(Document text begins)

Knights (1993) poster

Knights (1993)

Rating:


USA. 1993.

Crew

Director/Screenplay – Albert Pyun, Producer – Tom Karnowski, Photography – George Mooradian, Music – Tony Riparetti, Opticals – Fantasy II, Special Effects Supervisor – Guy Faria, Makeup Effects/Mechanical Creations – David Barton, Production Design – Phil Zarling. Production Company – Kings Road Entertainment.

Cast

Kathy Long (Nea), Kris Kristofferson (Gabriel), Lance Henriksen (Job), Scott Paulin (Simon)


Plot

In the post-holocaust wasteland, the cyborg warlord Job needs to harvest the blood of 10,000 people and orders his army to capture people. The orphan Nea is the only survivor after the cyborgs slaughter the farming community that has adopted her. She is saved by the mysterious cyborg Gabriel who reveals he has been created to eliminate Job and the other cyborgs. Nea agrees to lead him to Job’s encampment if he will train her how to fight.


Knights was director Albert Pyun’s third venture into the low-budget post-holocaust cyborg action film. Pyun had previously made Cyborg (1989) and Nemesis (1993), and would later go onto make the likes of Heatseeker (1995), Omega Doom (1996) and three Nemesis sequels. (A list of Pyun’s other genre films is at the bottom of the page).

(Document text ends)

- **Questions on the material**
1 > Copy the Knights (1993) page from "Knights (1993) poster" up to and including "Kings Road Entertainment.", renaming "Crew" as "Production Credits".
2 > Check each statement against the Knights (1993) page and answer yes or no, quoting the words that decide it: (a) Nea is the only survivor when the cyborgs attack the farming community that adopted her. (b) Knights was Albert Pyun's first post-holocaust cyborg action film. (c) George Mooradian composed the music.
3 > According to the Knights (1993) page, how many people's blood does Job need to harvest?
The lines after the Knights (1993) page are separate material and are not part of it.

(Provided information begins)

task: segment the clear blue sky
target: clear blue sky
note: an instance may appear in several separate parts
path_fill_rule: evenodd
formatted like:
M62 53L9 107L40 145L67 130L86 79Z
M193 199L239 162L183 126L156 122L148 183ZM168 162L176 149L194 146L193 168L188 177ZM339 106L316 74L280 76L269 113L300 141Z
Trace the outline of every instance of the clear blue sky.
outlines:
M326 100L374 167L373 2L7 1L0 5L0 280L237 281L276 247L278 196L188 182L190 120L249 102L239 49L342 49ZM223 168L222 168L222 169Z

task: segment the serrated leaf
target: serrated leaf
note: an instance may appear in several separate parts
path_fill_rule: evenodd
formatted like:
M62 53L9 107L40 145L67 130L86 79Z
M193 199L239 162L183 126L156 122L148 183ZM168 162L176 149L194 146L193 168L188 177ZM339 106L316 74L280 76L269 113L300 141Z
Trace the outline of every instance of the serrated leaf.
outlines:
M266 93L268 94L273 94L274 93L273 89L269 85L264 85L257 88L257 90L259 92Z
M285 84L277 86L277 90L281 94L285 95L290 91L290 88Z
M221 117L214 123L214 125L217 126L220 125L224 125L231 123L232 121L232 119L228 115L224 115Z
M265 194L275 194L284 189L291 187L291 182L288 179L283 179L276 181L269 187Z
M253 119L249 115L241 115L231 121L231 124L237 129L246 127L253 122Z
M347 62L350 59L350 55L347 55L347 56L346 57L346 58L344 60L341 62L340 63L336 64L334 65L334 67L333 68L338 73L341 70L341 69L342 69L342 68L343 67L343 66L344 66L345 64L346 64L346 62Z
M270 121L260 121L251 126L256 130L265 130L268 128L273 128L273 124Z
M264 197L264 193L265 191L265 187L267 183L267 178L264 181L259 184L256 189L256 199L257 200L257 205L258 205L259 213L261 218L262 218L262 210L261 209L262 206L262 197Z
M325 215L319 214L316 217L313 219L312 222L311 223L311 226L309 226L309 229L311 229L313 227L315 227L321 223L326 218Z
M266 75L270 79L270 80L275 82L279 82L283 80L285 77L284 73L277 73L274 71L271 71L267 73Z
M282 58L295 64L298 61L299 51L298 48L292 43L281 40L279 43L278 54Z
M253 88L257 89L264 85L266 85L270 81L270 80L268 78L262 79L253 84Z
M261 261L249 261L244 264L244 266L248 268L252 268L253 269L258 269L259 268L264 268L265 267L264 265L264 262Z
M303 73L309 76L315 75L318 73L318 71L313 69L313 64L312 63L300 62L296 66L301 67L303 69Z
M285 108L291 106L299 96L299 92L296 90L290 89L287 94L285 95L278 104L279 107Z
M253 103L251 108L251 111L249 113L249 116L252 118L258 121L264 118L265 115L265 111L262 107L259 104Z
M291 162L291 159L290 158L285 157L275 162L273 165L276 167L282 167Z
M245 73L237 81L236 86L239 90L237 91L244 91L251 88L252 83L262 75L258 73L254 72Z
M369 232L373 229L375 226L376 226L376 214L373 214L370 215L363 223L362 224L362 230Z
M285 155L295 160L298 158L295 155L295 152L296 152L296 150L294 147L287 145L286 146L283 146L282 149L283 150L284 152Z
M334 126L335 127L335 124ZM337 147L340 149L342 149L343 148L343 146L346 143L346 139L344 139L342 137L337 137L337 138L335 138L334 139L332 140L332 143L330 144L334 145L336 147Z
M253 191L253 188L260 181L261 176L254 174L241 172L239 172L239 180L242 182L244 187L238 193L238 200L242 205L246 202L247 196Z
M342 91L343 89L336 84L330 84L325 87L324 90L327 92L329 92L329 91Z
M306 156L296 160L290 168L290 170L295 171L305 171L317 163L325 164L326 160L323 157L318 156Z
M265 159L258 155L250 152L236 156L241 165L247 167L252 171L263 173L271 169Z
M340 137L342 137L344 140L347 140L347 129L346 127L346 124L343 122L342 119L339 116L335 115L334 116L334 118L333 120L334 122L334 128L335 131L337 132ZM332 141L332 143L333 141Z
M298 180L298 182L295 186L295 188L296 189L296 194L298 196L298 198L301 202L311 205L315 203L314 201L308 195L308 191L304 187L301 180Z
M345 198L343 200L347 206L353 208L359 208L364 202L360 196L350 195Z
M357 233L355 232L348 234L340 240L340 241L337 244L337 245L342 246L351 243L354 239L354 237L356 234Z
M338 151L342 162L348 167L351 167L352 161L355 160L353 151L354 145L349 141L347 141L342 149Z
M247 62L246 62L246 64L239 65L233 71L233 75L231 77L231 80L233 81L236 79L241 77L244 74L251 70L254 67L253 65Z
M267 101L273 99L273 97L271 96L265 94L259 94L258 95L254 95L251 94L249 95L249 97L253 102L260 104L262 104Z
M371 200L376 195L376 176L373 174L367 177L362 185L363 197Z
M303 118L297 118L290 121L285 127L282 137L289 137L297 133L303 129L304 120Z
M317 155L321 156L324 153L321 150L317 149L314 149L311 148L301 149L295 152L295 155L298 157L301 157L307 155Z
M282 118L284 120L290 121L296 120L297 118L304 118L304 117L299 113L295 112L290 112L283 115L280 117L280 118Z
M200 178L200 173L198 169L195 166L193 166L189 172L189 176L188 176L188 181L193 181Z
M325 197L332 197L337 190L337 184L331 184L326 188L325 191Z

(Provided information ends)

- **Expected outputs**
1 >
Knights (1993) poster

Knights (1993)

Rating:


USA. 1993.

Production Credits

Director/Screenplay – Albert Pyun, Producer – Tom Karnowski, Photography – George Mooradian, Music – Tony Riparetti, Opticals – Fantasy II, Special Effects Supervisor – Guy Faria, Makeup Effects/Mechanical Creations – David Barton, Production Design – Phil Zarling. Production Company – Kings Road Entertainment.

2 >
(a) Yes: "The orphan Nea is the only survivor after the cyborgs slaughter the farming community that has adopted her."
(b) No: "Knights was director Albert Pyun’s third venture into the low-budget post-holocaust cyborg action film."
(c) No: "Music – Tony Riparetti"

3 > 10,000 people.